A Genetic Risk Score for Insulin Resistance Identify Patients with Chronic Myeloid Leukemia, Treated with Nilotinib, Developing Diabetes

BACKGROUD: Nilotinib, a potent 2^nd generation tyrosin kinase inhibitor, is efficacious in the treatment of chronic myelogenous leukemia (CML). Impaired glucose metabolism represents one of the most frequently observed adverse events and several clinical trials, reported a high diabetes incidence during treatment with this drug. The mechanism of this side effect is poorly understood, but recently has been hypothesized an increased postreceptorial insulin resistence. Moreover, "in vitro"results indicated that c-ABL is involved in the insulin receptor signaling pathway. A large number of genetic variants associated with Type 2 diabetes (T2D) are implicated in beta-cell function but the role of common genetic variants associated with insulin resistance in the etiology of T2D, remains poorly documented. Scott R. and al. (Diabetes 2014) recently identified 10 multiple single nucleotide polymorphisms (SNPs) associated with insulin resistance and created a genetic risk scores (uGRS) as complementary tool to for insulin resistance.

AIM of the study was to identify whether this uGRS could be a valid prognostic tool in identifying patients developing diabetes during Nilotinib therapy

PATIENTS AND METHODS:45 patients (19 males) were included in the study. Twenty-four were treated with Nilotinib in first-line and 21 as second line (10 for resistance, 8 intolerance and 3 for other reasons). None of the subjects studied had abnormal blood glucose or took any antidiabetic drug before Nilotinib treatment.

### Task prompt
Echo the section of the nilotinib abstract that begins with the words containing "AIM of the study" and ends with "before Nilotinib treatment.". Work only from the abstract shown above.

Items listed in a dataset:
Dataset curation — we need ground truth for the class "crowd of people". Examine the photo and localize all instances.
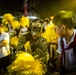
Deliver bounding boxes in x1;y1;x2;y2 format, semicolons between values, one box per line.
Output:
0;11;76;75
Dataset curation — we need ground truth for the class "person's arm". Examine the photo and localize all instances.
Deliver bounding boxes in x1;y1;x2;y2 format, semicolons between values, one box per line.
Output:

* * *

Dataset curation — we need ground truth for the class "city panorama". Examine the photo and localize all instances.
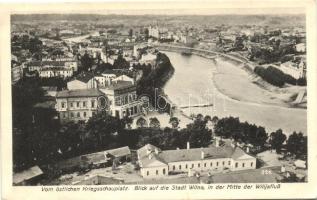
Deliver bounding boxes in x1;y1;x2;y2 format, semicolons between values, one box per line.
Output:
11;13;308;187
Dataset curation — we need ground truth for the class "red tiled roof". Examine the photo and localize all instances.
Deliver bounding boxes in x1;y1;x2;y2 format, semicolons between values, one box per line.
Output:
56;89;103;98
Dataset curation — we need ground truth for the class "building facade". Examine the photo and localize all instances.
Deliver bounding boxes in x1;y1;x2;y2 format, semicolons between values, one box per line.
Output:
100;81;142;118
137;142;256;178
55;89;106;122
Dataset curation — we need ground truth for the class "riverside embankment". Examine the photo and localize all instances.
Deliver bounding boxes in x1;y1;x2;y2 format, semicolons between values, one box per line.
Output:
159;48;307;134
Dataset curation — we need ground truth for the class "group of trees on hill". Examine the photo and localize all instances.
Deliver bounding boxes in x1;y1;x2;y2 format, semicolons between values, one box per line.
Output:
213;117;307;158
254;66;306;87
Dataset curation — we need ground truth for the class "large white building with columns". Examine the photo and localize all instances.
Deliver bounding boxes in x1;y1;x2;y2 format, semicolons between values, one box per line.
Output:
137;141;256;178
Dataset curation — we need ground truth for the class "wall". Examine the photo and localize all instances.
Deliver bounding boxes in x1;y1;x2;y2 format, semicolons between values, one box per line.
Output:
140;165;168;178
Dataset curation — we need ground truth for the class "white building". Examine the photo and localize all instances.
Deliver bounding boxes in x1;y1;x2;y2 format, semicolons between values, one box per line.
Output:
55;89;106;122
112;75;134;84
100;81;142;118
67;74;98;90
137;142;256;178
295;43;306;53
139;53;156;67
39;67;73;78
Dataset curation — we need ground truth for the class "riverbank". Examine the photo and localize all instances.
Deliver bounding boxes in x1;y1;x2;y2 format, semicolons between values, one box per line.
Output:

### Response to the exercise
AIM of the study was to identify whether this uGRS could be a valid prognostic tool in identifying patients developing diabetes during Nilotinib therapy

PATIENTS AND METHODS:45 patients (19 males) were included in the study. Twenty-four were treated with Nilotinib in first-line and 21 as second line (10 for resistance, 8 intolerance and 3 for other reasons). None of the subjects studied had abnormal blood glucose or took any antidiabetic drug before Nilotinib treatment.